## [INSTRUCTIONS TO FOLLOW]
Only the line containing "Every instance of the gray rock" and those after it, up to the end of the records below, are to be set down, exactly as written.

==== RECORDS SUPPLIED

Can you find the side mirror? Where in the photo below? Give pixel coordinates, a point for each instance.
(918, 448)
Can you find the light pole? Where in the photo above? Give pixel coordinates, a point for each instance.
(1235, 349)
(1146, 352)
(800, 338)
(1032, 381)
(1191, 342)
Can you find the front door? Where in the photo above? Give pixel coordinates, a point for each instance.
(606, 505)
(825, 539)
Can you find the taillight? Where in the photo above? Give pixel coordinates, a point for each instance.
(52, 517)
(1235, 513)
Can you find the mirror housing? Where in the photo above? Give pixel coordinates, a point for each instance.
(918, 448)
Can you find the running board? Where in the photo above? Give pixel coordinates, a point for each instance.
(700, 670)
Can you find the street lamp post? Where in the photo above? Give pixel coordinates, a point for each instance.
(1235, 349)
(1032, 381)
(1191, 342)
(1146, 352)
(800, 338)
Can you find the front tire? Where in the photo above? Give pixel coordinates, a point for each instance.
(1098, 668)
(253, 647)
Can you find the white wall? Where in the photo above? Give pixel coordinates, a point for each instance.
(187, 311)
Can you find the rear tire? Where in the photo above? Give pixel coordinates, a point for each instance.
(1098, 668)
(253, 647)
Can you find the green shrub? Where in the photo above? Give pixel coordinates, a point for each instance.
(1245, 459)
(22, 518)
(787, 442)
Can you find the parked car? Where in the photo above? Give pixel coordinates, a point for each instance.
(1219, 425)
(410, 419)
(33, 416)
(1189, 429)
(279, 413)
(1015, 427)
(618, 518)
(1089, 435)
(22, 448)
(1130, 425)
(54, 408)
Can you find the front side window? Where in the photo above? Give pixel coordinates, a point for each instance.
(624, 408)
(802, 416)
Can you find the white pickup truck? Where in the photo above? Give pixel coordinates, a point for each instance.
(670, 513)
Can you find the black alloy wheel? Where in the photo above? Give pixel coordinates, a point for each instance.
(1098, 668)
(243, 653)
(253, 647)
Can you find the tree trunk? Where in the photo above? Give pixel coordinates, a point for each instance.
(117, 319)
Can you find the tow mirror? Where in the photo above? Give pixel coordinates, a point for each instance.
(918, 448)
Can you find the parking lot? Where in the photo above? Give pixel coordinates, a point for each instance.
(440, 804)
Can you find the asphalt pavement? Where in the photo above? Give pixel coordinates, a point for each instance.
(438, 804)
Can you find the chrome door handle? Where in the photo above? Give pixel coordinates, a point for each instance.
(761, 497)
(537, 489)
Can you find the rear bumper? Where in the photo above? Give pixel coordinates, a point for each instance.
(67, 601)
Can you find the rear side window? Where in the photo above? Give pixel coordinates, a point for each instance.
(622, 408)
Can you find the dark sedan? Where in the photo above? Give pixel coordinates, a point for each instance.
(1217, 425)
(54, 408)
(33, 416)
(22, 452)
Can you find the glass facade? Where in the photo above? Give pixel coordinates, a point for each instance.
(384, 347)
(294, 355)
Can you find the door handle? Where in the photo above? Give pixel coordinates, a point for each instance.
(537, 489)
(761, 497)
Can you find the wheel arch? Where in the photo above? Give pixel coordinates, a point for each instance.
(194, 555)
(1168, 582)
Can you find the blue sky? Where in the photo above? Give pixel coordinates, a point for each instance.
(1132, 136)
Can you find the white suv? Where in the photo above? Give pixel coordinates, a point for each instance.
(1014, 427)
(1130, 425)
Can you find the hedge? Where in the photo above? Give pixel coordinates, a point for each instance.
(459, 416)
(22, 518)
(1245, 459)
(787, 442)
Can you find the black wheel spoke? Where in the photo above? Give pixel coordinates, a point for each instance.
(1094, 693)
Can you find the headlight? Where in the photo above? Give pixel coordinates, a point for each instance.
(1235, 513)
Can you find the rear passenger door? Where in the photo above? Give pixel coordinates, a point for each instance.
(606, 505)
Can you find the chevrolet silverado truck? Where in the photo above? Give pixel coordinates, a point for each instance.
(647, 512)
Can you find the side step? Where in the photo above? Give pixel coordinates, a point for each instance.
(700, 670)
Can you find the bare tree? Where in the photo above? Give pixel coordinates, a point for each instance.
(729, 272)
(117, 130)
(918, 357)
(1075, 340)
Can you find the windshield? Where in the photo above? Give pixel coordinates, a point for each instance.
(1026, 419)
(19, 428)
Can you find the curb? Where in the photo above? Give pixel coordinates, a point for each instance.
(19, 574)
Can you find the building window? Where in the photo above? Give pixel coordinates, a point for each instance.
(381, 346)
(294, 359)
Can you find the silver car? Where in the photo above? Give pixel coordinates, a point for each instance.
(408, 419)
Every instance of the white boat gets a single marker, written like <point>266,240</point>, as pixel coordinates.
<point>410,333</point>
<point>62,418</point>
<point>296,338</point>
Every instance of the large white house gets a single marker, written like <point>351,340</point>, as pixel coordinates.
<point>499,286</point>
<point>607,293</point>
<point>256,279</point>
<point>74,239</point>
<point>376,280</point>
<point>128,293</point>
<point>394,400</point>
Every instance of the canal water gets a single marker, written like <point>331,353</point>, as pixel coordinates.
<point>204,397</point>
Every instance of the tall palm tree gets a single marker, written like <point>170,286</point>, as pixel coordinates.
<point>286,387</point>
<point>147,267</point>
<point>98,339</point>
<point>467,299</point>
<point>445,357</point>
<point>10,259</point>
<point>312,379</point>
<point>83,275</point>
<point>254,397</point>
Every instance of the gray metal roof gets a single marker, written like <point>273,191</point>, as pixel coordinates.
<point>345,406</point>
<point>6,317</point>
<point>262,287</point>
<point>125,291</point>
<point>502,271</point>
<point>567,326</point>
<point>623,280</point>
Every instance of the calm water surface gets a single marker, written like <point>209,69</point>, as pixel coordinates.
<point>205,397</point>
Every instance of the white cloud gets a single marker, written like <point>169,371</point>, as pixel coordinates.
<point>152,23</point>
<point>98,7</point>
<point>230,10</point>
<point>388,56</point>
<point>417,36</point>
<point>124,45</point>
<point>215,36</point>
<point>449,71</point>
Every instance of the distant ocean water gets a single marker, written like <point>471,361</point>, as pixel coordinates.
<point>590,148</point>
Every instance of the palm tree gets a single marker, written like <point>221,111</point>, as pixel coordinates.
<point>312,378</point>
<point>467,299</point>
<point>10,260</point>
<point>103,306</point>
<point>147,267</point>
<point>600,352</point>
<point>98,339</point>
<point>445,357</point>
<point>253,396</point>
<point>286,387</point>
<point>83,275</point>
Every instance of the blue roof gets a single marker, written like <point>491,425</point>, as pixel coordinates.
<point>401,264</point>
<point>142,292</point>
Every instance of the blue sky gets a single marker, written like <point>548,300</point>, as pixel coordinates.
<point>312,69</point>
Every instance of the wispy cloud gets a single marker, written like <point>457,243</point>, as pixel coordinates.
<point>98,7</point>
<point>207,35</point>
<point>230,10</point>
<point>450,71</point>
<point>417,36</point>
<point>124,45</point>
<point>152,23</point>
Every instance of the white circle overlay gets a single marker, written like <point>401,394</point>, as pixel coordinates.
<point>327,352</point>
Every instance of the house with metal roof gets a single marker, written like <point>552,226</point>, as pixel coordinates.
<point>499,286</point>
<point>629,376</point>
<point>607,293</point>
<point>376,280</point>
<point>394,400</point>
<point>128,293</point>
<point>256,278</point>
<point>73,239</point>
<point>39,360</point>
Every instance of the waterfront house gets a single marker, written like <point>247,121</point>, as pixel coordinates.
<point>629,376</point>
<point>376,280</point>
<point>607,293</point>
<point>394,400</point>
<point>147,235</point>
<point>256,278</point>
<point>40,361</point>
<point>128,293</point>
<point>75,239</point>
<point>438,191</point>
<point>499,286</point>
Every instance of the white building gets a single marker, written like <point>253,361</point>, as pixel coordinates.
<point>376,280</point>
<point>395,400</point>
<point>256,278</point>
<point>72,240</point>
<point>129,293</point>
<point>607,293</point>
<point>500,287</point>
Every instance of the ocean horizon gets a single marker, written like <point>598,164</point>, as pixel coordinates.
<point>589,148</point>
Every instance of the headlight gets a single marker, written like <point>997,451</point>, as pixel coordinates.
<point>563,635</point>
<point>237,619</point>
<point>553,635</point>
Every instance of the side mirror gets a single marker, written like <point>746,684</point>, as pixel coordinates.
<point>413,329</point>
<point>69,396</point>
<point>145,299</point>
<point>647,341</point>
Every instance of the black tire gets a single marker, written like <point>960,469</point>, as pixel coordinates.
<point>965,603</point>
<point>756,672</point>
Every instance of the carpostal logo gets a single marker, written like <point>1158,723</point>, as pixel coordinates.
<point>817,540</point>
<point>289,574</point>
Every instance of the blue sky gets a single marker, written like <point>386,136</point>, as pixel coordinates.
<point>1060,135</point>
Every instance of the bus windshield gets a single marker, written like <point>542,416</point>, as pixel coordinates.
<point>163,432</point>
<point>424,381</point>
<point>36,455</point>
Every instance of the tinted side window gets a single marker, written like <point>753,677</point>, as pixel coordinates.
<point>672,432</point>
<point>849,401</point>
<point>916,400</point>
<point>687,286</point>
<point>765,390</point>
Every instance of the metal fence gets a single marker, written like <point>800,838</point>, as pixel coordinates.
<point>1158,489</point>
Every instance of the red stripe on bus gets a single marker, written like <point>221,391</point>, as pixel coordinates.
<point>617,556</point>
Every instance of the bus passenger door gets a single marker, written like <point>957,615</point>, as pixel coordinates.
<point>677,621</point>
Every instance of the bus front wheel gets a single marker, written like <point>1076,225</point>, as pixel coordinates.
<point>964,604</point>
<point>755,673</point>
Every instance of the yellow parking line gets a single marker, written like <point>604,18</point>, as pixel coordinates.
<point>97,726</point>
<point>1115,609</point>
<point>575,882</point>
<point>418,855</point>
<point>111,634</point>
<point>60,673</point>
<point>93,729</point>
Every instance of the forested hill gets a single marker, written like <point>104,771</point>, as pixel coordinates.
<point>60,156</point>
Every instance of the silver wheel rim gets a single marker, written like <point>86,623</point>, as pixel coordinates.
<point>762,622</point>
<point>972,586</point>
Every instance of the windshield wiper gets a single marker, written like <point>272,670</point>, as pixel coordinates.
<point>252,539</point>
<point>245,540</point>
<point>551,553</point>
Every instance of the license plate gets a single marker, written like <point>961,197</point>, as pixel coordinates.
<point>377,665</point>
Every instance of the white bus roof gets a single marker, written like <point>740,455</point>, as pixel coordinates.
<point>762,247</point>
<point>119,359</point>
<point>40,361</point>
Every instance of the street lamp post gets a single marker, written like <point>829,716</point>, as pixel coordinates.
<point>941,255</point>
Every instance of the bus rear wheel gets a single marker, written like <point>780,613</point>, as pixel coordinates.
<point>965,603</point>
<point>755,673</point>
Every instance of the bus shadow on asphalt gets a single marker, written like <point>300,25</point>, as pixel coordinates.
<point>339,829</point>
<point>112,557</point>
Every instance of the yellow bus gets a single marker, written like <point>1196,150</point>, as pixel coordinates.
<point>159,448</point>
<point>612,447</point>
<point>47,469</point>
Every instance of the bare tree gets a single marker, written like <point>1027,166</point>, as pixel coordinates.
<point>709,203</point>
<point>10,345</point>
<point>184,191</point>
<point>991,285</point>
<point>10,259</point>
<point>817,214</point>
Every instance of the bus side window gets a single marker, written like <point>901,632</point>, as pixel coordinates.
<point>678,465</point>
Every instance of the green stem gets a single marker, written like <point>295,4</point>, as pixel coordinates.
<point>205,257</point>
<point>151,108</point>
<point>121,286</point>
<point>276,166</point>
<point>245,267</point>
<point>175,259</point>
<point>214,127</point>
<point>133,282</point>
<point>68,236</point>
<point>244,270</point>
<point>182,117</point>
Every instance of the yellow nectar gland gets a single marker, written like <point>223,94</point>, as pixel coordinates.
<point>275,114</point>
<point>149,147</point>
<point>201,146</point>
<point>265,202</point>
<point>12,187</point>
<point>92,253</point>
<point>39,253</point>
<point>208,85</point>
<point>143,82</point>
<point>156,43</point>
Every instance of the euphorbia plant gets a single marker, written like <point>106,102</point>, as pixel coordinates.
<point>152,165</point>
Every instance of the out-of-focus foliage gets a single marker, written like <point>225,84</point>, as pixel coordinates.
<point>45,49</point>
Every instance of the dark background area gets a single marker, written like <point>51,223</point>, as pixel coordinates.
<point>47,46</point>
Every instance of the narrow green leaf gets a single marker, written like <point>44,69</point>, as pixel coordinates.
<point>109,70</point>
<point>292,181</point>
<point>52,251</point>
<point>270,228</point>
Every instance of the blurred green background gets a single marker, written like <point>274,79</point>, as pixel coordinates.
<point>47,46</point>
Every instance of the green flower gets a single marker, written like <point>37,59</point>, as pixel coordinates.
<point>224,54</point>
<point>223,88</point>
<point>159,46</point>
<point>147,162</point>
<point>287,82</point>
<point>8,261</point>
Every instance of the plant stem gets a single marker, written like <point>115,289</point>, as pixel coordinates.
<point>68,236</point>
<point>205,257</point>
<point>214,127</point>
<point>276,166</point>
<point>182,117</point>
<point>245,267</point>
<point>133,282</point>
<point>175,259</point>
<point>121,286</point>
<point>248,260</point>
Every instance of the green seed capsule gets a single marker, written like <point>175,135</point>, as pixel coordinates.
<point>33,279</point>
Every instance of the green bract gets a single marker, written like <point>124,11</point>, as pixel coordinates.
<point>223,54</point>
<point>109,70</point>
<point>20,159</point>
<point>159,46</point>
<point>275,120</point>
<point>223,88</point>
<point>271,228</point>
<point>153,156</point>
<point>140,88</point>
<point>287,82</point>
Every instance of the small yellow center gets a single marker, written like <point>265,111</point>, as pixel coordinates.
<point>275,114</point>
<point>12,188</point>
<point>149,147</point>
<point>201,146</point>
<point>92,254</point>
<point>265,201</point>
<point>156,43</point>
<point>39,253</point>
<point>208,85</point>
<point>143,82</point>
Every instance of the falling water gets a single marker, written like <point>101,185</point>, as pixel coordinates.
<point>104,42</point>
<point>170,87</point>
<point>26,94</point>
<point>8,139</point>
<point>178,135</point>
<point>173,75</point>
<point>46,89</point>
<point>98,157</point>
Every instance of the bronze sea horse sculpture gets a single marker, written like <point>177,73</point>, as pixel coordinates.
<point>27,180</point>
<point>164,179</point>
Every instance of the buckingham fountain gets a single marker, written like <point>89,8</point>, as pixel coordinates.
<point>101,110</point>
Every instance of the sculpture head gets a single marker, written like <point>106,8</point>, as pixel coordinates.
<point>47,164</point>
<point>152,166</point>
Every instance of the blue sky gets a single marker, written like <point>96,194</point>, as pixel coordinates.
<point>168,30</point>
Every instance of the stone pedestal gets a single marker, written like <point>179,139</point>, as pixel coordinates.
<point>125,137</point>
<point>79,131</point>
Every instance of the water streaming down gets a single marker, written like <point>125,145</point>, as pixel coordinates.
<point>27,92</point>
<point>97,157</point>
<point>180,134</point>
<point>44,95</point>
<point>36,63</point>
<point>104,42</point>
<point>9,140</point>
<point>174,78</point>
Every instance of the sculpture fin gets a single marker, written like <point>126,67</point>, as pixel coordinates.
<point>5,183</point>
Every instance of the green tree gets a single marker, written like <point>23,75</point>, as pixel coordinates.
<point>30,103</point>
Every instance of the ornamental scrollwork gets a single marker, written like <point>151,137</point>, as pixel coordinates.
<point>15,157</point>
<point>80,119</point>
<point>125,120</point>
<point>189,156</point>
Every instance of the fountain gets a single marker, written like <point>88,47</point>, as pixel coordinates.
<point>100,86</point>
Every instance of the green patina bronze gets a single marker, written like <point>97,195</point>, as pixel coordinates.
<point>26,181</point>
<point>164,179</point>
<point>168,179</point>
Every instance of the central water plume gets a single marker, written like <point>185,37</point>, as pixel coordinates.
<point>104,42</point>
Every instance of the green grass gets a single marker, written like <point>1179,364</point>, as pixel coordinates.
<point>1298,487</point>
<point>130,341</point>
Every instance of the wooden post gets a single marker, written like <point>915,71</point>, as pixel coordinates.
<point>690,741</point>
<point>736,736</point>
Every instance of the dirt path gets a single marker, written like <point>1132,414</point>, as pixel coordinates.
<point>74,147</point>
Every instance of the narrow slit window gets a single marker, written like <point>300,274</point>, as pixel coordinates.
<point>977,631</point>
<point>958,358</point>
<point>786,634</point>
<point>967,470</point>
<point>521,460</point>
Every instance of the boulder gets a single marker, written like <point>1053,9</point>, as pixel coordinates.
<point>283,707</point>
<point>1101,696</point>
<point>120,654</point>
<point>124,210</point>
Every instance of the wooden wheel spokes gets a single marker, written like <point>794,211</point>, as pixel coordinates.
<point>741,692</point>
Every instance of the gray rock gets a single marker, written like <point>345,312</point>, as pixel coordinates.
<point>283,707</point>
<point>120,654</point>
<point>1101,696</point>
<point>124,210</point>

========

## [SOLUTION FOR THIS PROBLEM]
Every instance of the gray rock gets a single marker, written like <point>345,312</point>, as pixel coordinates.
<point>283,707</point>
<point>120,654</point>
<point>1101,696</point>
<point>124,210</point>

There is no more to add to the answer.